> _TASKS AND EXERCISES_:
- a) Retype the stretch of the passage on tech talent in Asia Pacific from "Despite the Big" through "in immersive bootcamps.".
- b) In the passage on tech talent in Asia Pacific, how long does it usually take a student to become career-ready?
>> Begin EXCERPT TO READ
Despite the Big Tech layoffs and hiring freezes, demand for tech talent remains strong in Asia Pacific (Apac).
“[As companies further their digital transformation efforts to remain competitive,] it will drive the demand for digital skills and technology-oriented jobs to increase from 41 million in 2020 to 190 million in 2025. We expect that a large proportion of these jobs will be in Apac, where some of the world’s fastest-growing economies are,” claims Dirk Schuler, Apac general manager of Le Wagon, a Singapore-based coding school specialising in immersive bootcamps.
Although the government and businesses in Singapore have taken measures to equip students and workers with tech skills, there is still a shortage of tech talent. Schuler says this is because it usually takes up to four years for a student to gain the right skills and knowledge and be career-ready.
>> End EXCERPT TO READ
>> Begin DATA EXTRACT
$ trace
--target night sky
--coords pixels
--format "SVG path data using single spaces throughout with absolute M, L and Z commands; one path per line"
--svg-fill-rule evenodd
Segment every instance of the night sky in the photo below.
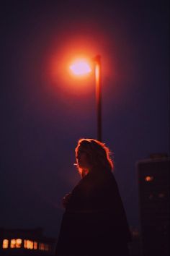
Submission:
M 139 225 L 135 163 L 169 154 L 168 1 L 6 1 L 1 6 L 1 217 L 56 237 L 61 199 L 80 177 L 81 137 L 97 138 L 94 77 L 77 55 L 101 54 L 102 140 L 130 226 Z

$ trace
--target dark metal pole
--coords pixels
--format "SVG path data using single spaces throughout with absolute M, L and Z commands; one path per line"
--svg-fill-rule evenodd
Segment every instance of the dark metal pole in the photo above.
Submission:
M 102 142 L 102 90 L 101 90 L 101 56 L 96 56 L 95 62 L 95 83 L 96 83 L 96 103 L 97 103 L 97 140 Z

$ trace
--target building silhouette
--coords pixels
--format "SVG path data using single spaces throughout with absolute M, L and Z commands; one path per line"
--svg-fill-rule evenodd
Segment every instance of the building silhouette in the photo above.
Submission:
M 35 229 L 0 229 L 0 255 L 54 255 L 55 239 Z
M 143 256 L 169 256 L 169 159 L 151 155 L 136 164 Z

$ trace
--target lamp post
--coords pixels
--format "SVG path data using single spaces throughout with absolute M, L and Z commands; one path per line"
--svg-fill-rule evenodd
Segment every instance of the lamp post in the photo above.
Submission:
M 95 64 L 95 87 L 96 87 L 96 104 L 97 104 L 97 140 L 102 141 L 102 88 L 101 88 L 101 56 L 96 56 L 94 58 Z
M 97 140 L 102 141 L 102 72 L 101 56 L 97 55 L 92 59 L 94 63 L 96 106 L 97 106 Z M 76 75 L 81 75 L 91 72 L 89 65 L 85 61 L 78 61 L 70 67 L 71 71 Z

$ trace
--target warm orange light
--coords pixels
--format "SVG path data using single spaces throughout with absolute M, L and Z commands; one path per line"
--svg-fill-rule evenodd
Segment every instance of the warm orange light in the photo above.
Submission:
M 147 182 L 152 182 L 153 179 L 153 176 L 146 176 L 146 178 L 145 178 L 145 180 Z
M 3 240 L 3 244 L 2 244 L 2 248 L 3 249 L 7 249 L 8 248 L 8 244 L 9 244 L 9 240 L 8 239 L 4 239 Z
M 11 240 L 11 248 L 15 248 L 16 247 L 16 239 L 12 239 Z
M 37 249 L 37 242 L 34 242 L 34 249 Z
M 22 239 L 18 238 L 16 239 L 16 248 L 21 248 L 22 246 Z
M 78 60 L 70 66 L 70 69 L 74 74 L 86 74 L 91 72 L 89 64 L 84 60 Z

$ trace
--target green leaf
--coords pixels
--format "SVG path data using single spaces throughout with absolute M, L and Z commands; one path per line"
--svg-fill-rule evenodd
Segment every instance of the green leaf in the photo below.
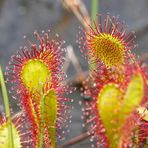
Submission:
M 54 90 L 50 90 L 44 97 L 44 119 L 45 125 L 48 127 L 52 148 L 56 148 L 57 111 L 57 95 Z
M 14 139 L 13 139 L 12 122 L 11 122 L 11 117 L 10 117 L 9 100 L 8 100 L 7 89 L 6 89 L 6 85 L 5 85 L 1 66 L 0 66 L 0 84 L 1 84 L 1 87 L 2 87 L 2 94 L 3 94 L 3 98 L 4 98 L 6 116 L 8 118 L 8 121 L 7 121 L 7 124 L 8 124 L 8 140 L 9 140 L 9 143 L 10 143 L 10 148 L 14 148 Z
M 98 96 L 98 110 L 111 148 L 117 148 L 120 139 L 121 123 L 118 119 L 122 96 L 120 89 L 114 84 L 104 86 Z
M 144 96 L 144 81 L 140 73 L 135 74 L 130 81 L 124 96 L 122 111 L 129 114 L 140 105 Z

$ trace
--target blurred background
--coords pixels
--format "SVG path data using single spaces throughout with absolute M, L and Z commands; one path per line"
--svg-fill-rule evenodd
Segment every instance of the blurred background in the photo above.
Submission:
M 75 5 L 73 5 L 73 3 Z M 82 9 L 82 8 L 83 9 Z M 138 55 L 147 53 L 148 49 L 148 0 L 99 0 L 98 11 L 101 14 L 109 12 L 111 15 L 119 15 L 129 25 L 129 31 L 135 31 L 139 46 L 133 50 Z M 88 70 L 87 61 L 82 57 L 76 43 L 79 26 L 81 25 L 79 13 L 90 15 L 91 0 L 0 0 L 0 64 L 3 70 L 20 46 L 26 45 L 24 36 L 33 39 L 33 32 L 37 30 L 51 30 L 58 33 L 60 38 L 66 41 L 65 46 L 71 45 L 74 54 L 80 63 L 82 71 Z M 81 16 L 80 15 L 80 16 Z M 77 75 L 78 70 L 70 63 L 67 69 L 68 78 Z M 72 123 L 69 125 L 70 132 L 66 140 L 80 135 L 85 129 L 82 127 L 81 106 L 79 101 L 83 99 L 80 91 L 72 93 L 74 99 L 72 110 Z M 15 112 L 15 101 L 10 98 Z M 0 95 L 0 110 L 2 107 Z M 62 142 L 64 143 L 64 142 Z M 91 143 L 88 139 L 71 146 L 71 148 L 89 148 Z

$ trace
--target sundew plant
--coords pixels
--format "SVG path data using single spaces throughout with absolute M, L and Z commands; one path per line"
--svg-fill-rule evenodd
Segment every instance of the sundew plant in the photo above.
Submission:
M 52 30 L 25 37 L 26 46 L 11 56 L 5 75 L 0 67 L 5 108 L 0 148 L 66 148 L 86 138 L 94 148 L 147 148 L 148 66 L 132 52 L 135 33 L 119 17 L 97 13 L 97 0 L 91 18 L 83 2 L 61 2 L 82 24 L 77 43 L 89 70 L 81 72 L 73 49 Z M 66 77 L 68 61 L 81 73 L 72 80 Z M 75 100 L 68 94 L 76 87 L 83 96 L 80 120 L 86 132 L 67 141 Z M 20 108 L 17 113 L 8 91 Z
>> End DATA EXTRACT
> _PER-TASK ANSWERS_:
- a)
Despite the Big Tech layoffs and hiring freezes, demand for tech talent remains strong in Asia Pacific (Apac).
“[As companies further their digital transformation efforts to remain competitive,] it will drive the demand for digital skills and technology-oriented jobs to increase from 41 million in 2020 to 190 million in 2025. We expect that a large proportion of these jobs will be in Apac, where some of the world’s fastest-growing economies are,” claims Dirk Schuler, Apac general manager of Le Wagon, a Singapore-based coding school specialising in immersive bootcamps.

- b) Up to four years.